[Region pointing data]
..............................
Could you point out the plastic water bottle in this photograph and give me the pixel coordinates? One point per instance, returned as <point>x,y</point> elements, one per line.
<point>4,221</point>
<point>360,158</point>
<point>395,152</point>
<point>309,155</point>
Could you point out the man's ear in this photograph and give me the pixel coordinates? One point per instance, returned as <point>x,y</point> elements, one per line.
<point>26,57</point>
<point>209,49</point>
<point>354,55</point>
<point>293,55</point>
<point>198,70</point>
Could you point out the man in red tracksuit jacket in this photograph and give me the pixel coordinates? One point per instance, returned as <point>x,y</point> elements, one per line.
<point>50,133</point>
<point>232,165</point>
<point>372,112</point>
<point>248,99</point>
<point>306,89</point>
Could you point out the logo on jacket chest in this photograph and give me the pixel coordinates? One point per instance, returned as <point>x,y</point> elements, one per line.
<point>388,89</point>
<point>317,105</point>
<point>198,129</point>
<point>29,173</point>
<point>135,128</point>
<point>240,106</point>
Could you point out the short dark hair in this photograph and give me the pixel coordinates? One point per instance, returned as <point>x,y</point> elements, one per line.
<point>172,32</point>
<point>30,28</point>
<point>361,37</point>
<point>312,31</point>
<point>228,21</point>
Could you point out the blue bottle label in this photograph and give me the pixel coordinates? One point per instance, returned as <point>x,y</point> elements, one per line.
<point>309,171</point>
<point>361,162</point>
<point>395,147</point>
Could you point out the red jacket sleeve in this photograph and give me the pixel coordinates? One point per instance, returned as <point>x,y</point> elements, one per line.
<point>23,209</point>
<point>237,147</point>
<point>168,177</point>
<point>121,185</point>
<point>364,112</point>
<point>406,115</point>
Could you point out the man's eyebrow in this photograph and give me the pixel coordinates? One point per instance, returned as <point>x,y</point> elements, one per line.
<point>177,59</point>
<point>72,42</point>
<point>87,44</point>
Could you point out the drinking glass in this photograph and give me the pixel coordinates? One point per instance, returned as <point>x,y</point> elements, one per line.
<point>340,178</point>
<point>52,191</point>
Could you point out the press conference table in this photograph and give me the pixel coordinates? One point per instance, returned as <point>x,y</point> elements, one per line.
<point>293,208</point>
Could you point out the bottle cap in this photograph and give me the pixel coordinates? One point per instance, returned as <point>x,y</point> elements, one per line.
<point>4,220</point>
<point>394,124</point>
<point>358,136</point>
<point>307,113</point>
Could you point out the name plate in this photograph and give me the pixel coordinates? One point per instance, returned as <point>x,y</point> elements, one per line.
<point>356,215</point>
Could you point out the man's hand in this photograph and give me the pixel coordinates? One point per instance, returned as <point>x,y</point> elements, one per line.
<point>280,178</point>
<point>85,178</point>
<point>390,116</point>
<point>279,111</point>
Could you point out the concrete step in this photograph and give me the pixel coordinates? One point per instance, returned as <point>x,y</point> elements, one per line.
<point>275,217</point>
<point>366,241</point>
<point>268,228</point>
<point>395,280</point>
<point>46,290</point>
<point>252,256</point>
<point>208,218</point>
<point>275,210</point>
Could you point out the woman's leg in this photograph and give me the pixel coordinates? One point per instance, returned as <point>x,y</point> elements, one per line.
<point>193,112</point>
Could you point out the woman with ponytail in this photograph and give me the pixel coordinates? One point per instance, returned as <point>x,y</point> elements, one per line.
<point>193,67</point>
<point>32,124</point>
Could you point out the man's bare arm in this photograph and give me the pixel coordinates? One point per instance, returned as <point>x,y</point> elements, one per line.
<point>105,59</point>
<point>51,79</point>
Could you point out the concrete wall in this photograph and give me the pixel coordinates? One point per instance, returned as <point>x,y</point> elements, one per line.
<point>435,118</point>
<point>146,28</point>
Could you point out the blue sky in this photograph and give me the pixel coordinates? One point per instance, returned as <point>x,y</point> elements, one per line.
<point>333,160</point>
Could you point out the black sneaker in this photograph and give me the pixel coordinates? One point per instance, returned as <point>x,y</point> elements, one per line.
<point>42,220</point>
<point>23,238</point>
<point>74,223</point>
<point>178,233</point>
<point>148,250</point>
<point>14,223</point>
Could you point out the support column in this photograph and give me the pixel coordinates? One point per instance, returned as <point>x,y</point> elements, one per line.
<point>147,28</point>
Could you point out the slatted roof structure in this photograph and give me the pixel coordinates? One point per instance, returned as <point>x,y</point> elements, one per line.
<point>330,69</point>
..............................
Repeat the records above exactly, from the first line to the last.

* Expected answer:
Could you point out the plastic water bottle in this photograph and give me the pixel coordinates? One point per instance, returned as <point>x,y</point> elements, one per line.
<point>4,221</point>
<point>360,158</point>
<point>395,152</point>
<point>309,155</point>
Could you point out the man's ear in this photograph and give me the pixel coordinates? One point per instance, returned as <point>x,y</point> elements, one per line.
<point>26,57</point>
<point>209,49</point>
<point>354,55</point>
<point>293,55</point>
<point>198,70</point>
Could you point out the man in red tracksuit jacket in this photograph and give me the pixel coordinates? One point per instance, returned as <point>x,y</point> elements, one per line.
<point>50,133</point>
<point>232,165</point>
<point>372,112</point>
<point>248,99</point>
<point>306,89</point>
Could you point out the logo on jacket chest in this photograph and give me the pixel coordinates? One point per instance, returned as <point>x,y</point> elements, one per line.
<point>388,89</point>
<point>317,105</point>
<point>198,129</point>
<point>29,173</point>
<point>135,128</point>
<point>240,106</point>
Could you point out the short dark hair in this photograph and give me the pixel coordinates? One point per instance, returned as <point>x,y</point> elements, one per line.
<point>172,32</point>
<point>30,28</point>
<point>361,37</point>
<point>312,31</point>
<point>228,21</point>
Could you point out the blue bottle label in this photograph and give me the pixel coordinates? One point per instance, returned as <point>x,y</point> elements, one per line.
<point>309,171</point>
<point>361,162</point>
<point>395,147</point>
Could you point out the red jacket sleeve in this photograph and give me the pixel coordinates? One point per instance, returned as <point>x,y</point> elements, one per line.
<point>23,209</point>
<point>237,147</point>
<point>168,177</point>
<point>121,185</point>
<point>364,112</point>
<point>406,115</point>
Could you point out the man's eyebrow in this photograph and give me the pixel coordinates? One point per instance, returned as <point>x,y</point> elements, one per line.
<point>177,59</point>
<point>72,42</point>
<point>87,44</point>
Could you point out the drinking glass in this photograph and give me the pixel coordinates? One point per instance, returned as <point>x,y</point> elements, one per line.
<point>340,178</point>
<point>52,191</point>
Could you point out the press conference table in this photograph and give me the pixel coordinates? One point per instance, returned as <point>x,y</point> elements, one per line.
<point>293,208</point>
Could you point out the bottle cap in this photograph and give me the pixel coordinates? One point per instance, returned as <point>x,y</point> elements, one per line.
<point>4,220</point>
<point>394,124</point>
<point>358,136</point>
<point>307,113</point>
Could you point out the name plate in this photograph and give me the pixel coordinates? One point per instance, returned as <point>x,y</point> elements, one per line.
<point>356,215</point>
Could you point out the man's hand in this photograph and give me the pixel coordinates? One point per instance, returned as <point>x,y</point> elements, one per line.
<point>280,178</point>
<point>85,178</point>
<point>390,116</point>
<point>279,111</point>
Could you point out the concrete step in this photograph and give me the pixel coordinates? One point per instance, returned as <point>x,y</point> elements, one per line.
<point>275,217</point>
<point>366,241</point>
<point>268,228</point>
<point>395,280</point>
<point>46,290</point>
<point>252,256</point>
<point>208,218</point>
<point>275,210</point>
Could you point out the woman's leg in this photograph and give me the pixel coordinates? One point per instance, returned as <point>x,y</point> elements, one per line.
<point>193,112</point>
Could you point out the woman with ponytail in this photograph and give me the pixel coordinates? One point per instance, returned as <point>x,y</point> elements, one per line.
<point>193,67</point>
<point>32,124</point>
Could you point out the man's bare arm in this photograph and give me the pixel coordinates? One point per instance, returned as <point>x,y</point> elements, one per line.
<point>105,59</point>
<point>51,79</point>
Could you point out the concrete wall in this photograph and give me the pixel coordinates? One point per instance, returned as <point>x,y</point> elements, one per line.
<point>435,118</point>
<point>146,28</point>
Could you point out the blue sky in this photograph and give me the pixel coordinates? One point per instance, returned as <point>x,y</point> elements, one per line.
<point>333,160</point>
Could you point out the black sneaker in this photograph and give me the pixel coordinates? One point per instance, returned as <point>x,y</point> elements, one per line.
<point>42,220</point>
<point>23,238</point>
<point>74,223</point>
<point>178,233</point>
<point>148,250</point>
<point>14,223</point>
Could you point out the support column in this photograph and give me the pixel coordinates? One point per instance, returned as <point>x,y</point> elements, one per line.
<point>147,28</point>
Could you point out the slatted roof structure in this photograph and give me the pixel coordinates? One point per instance, returned as <point>x,y</point> elements, one per line.
<point>330,69</point>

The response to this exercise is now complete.